Task goal:
Copy every one of the records below word for word, changing nothing in any line.

--- Start Entries supplied ---

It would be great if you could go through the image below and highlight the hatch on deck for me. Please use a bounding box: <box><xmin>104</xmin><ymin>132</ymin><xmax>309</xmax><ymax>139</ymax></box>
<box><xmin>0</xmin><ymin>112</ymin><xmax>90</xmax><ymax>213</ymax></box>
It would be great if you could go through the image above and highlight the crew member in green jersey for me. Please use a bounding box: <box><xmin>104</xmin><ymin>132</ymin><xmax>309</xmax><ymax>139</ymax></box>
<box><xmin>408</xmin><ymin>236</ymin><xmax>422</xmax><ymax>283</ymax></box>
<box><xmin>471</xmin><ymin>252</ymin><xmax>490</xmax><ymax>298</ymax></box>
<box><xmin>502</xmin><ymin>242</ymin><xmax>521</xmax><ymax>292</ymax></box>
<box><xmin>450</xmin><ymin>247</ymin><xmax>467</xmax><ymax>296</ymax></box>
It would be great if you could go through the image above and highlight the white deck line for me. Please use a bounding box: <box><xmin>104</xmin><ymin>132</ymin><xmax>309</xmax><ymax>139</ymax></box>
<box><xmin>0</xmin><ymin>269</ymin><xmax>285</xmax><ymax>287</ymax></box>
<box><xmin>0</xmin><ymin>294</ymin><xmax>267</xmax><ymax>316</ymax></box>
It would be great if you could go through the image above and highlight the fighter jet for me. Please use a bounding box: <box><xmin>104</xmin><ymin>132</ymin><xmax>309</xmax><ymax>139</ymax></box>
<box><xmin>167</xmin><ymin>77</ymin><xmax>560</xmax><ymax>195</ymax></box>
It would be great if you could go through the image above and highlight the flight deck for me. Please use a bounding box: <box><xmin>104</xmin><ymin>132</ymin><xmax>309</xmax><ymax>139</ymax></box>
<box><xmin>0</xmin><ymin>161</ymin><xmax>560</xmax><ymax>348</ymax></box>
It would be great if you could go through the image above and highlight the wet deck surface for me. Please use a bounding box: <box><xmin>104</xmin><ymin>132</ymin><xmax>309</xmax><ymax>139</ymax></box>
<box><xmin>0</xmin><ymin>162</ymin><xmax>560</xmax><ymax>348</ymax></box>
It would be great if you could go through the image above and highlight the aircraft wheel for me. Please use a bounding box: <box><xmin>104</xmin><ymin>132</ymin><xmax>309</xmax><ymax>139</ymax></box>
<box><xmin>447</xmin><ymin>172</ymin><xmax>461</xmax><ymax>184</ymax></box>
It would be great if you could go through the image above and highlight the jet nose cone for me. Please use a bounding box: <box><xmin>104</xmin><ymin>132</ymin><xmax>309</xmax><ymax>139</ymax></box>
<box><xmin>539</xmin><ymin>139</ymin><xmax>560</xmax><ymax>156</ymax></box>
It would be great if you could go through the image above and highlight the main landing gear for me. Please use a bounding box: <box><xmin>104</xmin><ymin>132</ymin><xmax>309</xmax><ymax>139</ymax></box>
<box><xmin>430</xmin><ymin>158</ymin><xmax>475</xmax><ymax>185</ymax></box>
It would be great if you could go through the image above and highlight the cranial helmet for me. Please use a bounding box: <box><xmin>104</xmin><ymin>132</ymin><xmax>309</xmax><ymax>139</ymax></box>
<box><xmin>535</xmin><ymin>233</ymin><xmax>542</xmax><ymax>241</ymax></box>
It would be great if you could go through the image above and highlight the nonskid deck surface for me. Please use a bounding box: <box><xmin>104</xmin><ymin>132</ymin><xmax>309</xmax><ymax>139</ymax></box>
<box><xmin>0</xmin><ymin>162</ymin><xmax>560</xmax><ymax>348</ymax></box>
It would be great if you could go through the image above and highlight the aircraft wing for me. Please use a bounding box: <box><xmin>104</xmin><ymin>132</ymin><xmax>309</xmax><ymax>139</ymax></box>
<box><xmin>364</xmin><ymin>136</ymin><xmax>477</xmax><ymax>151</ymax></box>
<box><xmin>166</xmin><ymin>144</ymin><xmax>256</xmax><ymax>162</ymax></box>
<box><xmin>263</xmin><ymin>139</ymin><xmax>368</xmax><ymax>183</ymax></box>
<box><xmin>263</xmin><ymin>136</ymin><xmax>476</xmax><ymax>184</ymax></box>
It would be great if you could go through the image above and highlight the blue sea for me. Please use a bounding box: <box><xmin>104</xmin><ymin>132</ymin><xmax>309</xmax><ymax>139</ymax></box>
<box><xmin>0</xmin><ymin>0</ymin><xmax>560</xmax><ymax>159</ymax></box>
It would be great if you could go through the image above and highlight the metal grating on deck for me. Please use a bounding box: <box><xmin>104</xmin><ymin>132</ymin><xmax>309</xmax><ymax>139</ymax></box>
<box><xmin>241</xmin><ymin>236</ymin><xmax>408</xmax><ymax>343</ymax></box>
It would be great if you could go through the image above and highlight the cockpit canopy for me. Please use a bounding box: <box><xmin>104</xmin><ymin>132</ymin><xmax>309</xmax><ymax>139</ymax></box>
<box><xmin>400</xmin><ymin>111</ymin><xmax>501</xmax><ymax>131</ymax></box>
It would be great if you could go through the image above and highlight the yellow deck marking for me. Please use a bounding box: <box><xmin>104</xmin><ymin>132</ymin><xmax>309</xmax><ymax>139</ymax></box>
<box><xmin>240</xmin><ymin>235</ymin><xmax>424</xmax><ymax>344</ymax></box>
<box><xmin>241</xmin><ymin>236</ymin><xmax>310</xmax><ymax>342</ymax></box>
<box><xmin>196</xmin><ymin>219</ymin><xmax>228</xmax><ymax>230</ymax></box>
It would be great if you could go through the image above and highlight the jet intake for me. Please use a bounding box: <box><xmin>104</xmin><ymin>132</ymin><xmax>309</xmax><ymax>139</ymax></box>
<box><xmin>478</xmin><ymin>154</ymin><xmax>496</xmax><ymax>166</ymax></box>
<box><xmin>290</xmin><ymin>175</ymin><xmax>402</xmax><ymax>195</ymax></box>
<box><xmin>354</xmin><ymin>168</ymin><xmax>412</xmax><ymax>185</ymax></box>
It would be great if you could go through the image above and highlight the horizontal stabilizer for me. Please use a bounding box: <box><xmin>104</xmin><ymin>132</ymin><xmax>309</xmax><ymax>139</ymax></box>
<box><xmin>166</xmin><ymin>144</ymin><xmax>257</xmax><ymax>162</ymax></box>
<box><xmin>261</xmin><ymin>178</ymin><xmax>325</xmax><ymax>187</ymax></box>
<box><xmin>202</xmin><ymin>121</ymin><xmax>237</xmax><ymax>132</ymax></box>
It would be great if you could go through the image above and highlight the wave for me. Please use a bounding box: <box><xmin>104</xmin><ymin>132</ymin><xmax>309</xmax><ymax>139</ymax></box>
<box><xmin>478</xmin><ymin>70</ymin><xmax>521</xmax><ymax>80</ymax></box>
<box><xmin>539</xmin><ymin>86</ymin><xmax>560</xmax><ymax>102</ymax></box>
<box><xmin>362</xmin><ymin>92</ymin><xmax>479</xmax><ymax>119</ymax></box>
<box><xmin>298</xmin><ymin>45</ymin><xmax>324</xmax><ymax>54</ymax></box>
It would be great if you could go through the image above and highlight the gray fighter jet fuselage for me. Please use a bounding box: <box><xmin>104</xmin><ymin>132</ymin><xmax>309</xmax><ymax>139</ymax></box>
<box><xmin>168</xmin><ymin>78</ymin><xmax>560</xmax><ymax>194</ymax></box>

--- End Entries supplied ---

Written response:
It would be great if you could go through the image below and highlight the hatch on deck for me. Please use a bounding box: <box><xmin>104</xmin><ymin>132</ymin><xmax>309</xmax><ymax>139</ymax></box>
<box><xmin>0</xmin><ymin>112</ymin><xmax>90</xmax><ymax>213</ymax></box>
It would be great if you could go through the image above and highlight the crew member in green jersey for me. Please use a bounding box: <box><xmin>104</xmin><ymin>132</ymin><xmax>309</xmax><ymax>139</ymax></box>
<box><xmin>408</xmin><ymin>236</ymin><xmax>422</xmax><ymax>283</ymax></box>
<box><xmin>471</xmin><ymin>252</ymin><xmax>490</xmax><ymax>298</ymax></box>
<box><xmin>502</xmin><ymin>242</ymin><xmax>521</xmax><ymax>292</ymax></box>
<box><xmin>450</xmin><ymin>247</ymin><xmax>467</xmax><ymax>296</ymax></box>
It would be great if you could go through the image above and highlight the white deck line for me. Please use a bounding box: <box><xmin>104</xmin><ymin>132</ymin><xmax>309</xmax><ymax>139</ymax></box>
<box><xmin>0</xmin><ymin>269</ymin><xmax>285</xmax><ymax>287</ymax></box>
<box><xmin>0</xmin><ymin>294</ymin><xmax>267</xmax><ymax>316</ymax></box>
It would be great if you could go through the image above and highlight the fighter jet for me. Please use a bounding box: <box><xmin>104</xmin><ymin>132</ymin><xmax>309</xmax><ymax>139</ymax></box>
<box><xmin>167</xmin><ymin>77</ymin><xmax>560</xmax><ymax>195</ymax></box>
It would be great if you could go through the image above and highlight the flight deck for me. Please use a bounding box: <box><xmin>104</xmin><ymin>132</ymin><xmax>309</xmax><ymax>139</ymax></box>
<box><xmin>0</xmin><ymin>161</ymin><xmax>560</xmax><ymax>348</ymax></box>
It would be great if you could go through the image above and highlight the wet deck surface for me. Please use a bounding box: <box><xmin>104</xmin><ymin>132</ymin><xmax>309</xmax><ymax>139</ymax></box>
<box><xmin>0</xmin><ymin>162</ymin><xmax>560</xmax><ymax>348</ymax></box>
It would be great if you could go through the image above and highlight the aircraft wheel for me. Please use a bounding box: <box><xmin>104</xmin><ymin>132</ymin><xmax>309</xmax><ymax>139</ymax></box>
<box><xmin>447</xmin><ymin>172</ymin><xmax>461</xmax><ymax>184</ymax></box>
It would be great if you could go through the image above and highlight the jet nose cone for me. Please use a bounding box: <box><xmin>104</xmin><ymin>132</ymin><xmax>309</xmax><ymax>139</ymax></box>
<box><xmin>539</xmin><ymin>139</ymin><xmax>560</xmax><ymax>156</ymax></box>
It would be great if you could go through the image above and highlight the main landing gear for me. Please use a bounding box: <box><xmin>104</xmin><ymin>132</ymin><xmax>309</xmax><ymax>139</ymax></box>
<box><xmin>430</xmin><ymin>158</ymin><xmax>475</xmax><ymax>185</ymax></box>
It would be great if you could go through the image above and highlight the cranial helmet for me. Please use a bounding box: <box><xmin>104</xmin><ymin>132</ymin><xmax>309</xmax><ymax>139</ymax></box>
<box><xmin>535</xmin><ymin>233</ymin><xmax>542</xmax><ymax>241</ymax></box>
It would be great if you could go through the image above and highlight the nonskid deck surface for me. Please use a bounding box: <box><xmin>104</xmin><ymin>132</ymin><xmax>309</xmax><ymax>139</ymax></box>
<box><xmin>0</xmin><ymin>162</ymin><xmax>560</xmax><ymax>348</ymax></box>
It would be great if you could go through the image above and highlight the aircraft wing for me. Please use a bounding box: <box><xmin>104</xmin><ymin>132</ymin><xmax>309</xmax><ymax>139</ymax></box>
<box><xmin>364</xmin><ymin>136</ymin><xmax>477</xmax><ymax>151</ymax></box>
<box><xmin>166</xmin><ymin>144</ymin><xmax>256</xmax><ymax>162</ymax></box>
<box><xmin>263</xmin><ymin>139</ymin><xmax>368</xmax><ymax>183</ymax></box>
<box><xmin>263</xmin><ymin>136</ymin><xmax>476</xmax><ymax>184</ymax></box>
It would be great if you could go through the image above and highlight the blue sea for me. Please use a bounding box: <box><xmin>104</xmin><ymin>132</ymin><xmax>309</xmax><ymax>139</ymax></box>
<box><xmin>0</xmin><ymin>0</ymin><xmax>560</xmax><ymax>159</ymax></box>
It would be great if you could go through the image above and highlight the metal grating on deck for me. Please use a bounding box: <box><xmin>104</xmin><ymin>132</ymin><xmax>309</xmax><ymax>139</ymax></box>
<box><xmin>241</xmin><ymin>236</ymin><xmax>408</xmax><ymax>343</ymax></box>
It would be great if you could go through the image above and highlight the cockpit canopy for me. Please use a bounding box: <box><xmin>104</xmin><ymin>132</ymin><xmax>309</xmax><ymax>139</ymax></box>
<box><xmin>400</xmin><ymin>111</ymin><xmax>501</xmax><ymax>131</ymax></box>
It would be great if you could go through the image above and highlight the yellow deck marking for me. Please use a bounding box: <box><xmin>104</xmin><ymin>132</ymin><xmax>309</xmax><ymax>139</ymax></box>
<box><xmin>240</xmin><ymin>235</ymin><xmax>424</xmax><ymax>344</ymax></box>
<box><xmin>241</xmin><ymin>236</ymin><xmax>310</xmax><ymax>342</ymax></box>
<box><xmin>196</xmin><ymin>219</ymin><xmax>228</xmax><ymax>230</ymax></box>
It would be great if you could go through the image above and highlight the jet intake for me. Please use a bounding box: <box><xmin>104</xmin><ymin>132</ymin><xmax>309</xmax><ymax>139</ymax></box>
<box><xmin>478</xmin><ymin>154</ymin><xmax>496</xmax><ymax>166</ymax></box>
<box><xmin>290</xmin><ymin>175</ymin><xmax>402</xmax><ymax>195</ymax></box>
<box><xmin>354</xmin><ymin>168</ymin><xmax>412</xmax><ymax>185</ymax></box>
It would be great if you could go through the image above and highlight the horizontal stabilizer for me. Please use a bounding box: <box><xmin>104</xmin><ymin>132</ymin><xmax>309</xmax><ymax>139</ymax></box>
<box><xmin>166</xmin><ymin>144</ymin><xmax>257</xmax><ymax>162</ymax></box>
<box><xmin>261</xmin><ymin>178</ymin><xmax>325</xmax><ymax>187</ymax></box>
<box><xmin>202</xmin><ymin>121</ymin><xmax>237</xmax><ymax>132</ymax></box>
It would be great if you could go through the image above and highlight the wave for me. Please use a bounding box: <box><xmin>104</xmin><ymin>132</ymin><xmax>309</xmax><ymax>139</ymax></box>
<box><xmin>478</xmin><ymin>70</ymin><xmax>521</xmax><ymax>80</ymax></box>
<box><xmin>539</xmin><ymin>86</ymin><xmax>560</xmax><ymax>102</ymax></box>
<box><xmin>362</xmin><ymin>92</ymin><xmax>479</xmax><ymax>119</ymax></box>
<box><xmin>298</xmin><ymin>45</ymin><xmax>324</xmax><ymax>54</ymax></box>
It would be great if you could go through the image above and highlight the gray fighter jet fuselage for me. Please use a bounding box: <box><xmin>104</xmin><ymin>132</ymin><xmax>309</xmax><ymax>139</ymax></box>
<box><xmin>168</xmin><ymin>78</ymin><xmax>560</xmax><ymax>194</ymax></box>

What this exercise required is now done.